'''
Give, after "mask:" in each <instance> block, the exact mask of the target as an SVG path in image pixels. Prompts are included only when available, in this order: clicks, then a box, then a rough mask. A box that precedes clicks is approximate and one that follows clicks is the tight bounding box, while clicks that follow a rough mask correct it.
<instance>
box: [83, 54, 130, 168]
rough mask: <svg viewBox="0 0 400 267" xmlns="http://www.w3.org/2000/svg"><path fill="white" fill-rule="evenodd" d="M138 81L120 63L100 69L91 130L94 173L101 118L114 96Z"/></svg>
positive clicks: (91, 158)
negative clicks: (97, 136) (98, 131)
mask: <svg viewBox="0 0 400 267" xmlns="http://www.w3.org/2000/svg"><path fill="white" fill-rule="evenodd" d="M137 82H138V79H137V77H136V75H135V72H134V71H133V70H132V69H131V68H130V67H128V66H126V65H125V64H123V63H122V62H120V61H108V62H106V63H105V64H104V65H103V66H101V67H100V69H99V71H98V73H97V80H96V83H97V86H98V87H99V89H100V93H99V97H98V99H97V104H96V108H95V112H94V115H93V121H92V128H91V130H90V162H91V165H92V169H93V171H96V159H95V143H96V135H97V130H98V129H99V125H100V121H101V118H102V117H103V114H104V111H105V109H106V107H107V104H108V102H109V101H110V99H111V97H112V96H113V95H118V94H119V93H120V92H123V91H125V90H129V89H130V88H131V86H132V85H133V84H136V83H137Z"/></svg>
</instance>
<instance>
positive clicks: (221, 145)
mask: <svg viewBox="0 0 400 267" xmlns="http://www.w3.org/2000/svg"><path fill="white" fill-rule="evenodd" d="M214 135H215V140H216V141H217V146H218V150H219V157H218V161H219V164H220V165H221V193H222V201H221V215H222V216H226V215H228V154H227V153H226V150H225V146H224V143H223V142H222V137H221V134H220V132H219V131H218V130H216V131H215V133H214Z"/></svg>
'''
Down to the last line, give the records again exactly.

Give, after "mask:" in each <instance> block, the exact mask of the target as an SVG path in image pixels. Prompts are included only when available, in this order: clicks, then a box, then a rough mask. A box that precedes clicks is approximate and one that follows clicks is the tight bounding box, while clicks that follow a rough mask correct it.
<instance>
box: [83, 54, 130, 168]
rough mask: <svg viewBox="0 0 400 267" xmlns="http://www.w3.org/2000/svg"><path fill="white" fill-rule="evenodd" d="M138 81L120 63L100 69L91 130L94 173L101 118L114 96Z"/></svg>
positive clicks: (91, 158)
negative clicks: (97, 136) (98, 131)
mask: <svg viewBox="0 0 400 267" xmlns="http://www.w3.org/2000/svg"><path fill="white" fill-rule="evenodd" d="M137 82H138V79H137V77H136V75H135V72H134V71H133V70H132V69H131V68H130V67H128V66H126V65H125V64H123V63H122V62H120V61H108V62H106V63H105V64H104V65H103V66H101V67H100V69H99V71H98V73H97V80H96V83H97V86H98V87H99V89H100V93H99V97H98V99H97V104H96V108H95V112H94V115H93V121H92V128H91V130H90V162H91V165H92V169H93V171H96V159H95V143H96V135H97V130H98V129H99V125H100V121H101V118H102V117H103V114H104V111H105V109H106V107H107V104H108V102H109V101H110V99H111V97H112V96H113V95H118V94H119V93H120V92H123V91H125V90H129V89H130V88H131V86H132V85H133V84H136V83H137Z"/></svg>
</instance>
<instance>
positive clicks: (221, 145)
mask: <svg viewBox="0 0 400 267" xmlns="http://www.w3.org/2000/svg"><path fill="white" fill-rule="evenodd" d="M214 135H215V140H216V141H217V146H218V150H219V157H218V161H219V164H220V165H221V193H222V201H221V215H222V216H226V215H228V154H227V153H226V150H225V146H224V143H223V142H222V137H221V134H220V132H219V131H218V130H216V131H215V133H214Z"/></svg>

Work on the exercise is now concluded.